YOUR INSTRUCTIONS → From the documentation on projecting SDP solutions, pull out the passage between "Finally, notice also" and "the original solution.", inclusive, copying it word for word.

DOCUMENT EXTRACT →
....................

Recall that the variable matrices are symmetric. Say \(X_j\) is an \(n_j \times n_j\) matrix, and let

\[ N = \sum_{j=1}^r \frac{n_j (n_j + 1)}{2}. \]

Notice \(N\) is the sum of the number of diagonal and upper-diagonal entries in the matrices \(X_j\). So \((X_1, \ldots, X_r)\) can be naturally identified with a vector \(x \in \mathbb{R}^N\). This means that the system above can be represented as \(F x = b\), where \(F \in \mathbb{R}^{m \times N}\) and \(b \in \mathbb{R}^m\).

We assume that the system \(F x = b\) is under-determined, that is, that \(m \leq N\). We use two different approaches to compute the projection, depending on whether double-precision or arbitrary-precision computations are desired; we will go into details below.

There are four different functions provided to compute projections; their prototypes are of the form:

• void project_solution(const std::initializer_list<const SDPConstraintContainer *>& containers, const SDPSolution<T>& solution, SDPSolution<U>& result) const

Here, both T and U can be either double or mpf_class.

Parameters

containers	is a list of pointers to constraint containers holding the constraints that will define the system giving the affine subspace onto which the projection will be made. Only the equality constraints contained in the container will be considered for the projection.
solution	contains the solution to be projected.
result	will contain the result of the projection. This instance of SDPSolution will be adapted to contain the projected solution. Namely, variables in the projection that do not occur in result will be created (without masks), and variables in result will be reset. If a mask is specified for some matrix in result, then it will be set by project_solution. For this, environment parameter output_eps is used: only numbers whose absolute value is at least output_eps are considered nonzero. Notice that it is usually not a good idea to specify masks for the projection, because it is not a priori clear how sparse it is.

Exceptions

ValueError	if the system provided is over-determined (see above) or empty.
AnalyzerError	if a call do LAPACK fails, or if the system given by the constraints is infeasible.

Finally, notice also that the projection satisfies all constraints with equality by definition. Since however we use floating-point computations, even after the projection the constraints are not exactly satisfied, but their violations will be very small — one would hope orders of magnitude smaller than the violations of the original solution.

....................

COLLECTED MATERIAL →
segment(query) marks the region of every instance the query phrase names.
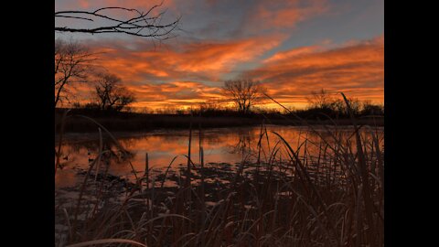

....................

SOLUTION TO THIS PROBLEM →
Finally, notice also that the projection satisfies all constraints with equality by definition. Since however we use floating-point computations, even after the projection the constraints are not exactly satisfied, but their violations will be very small — one would hope orders of magnitude smaller than the violations of the original solution.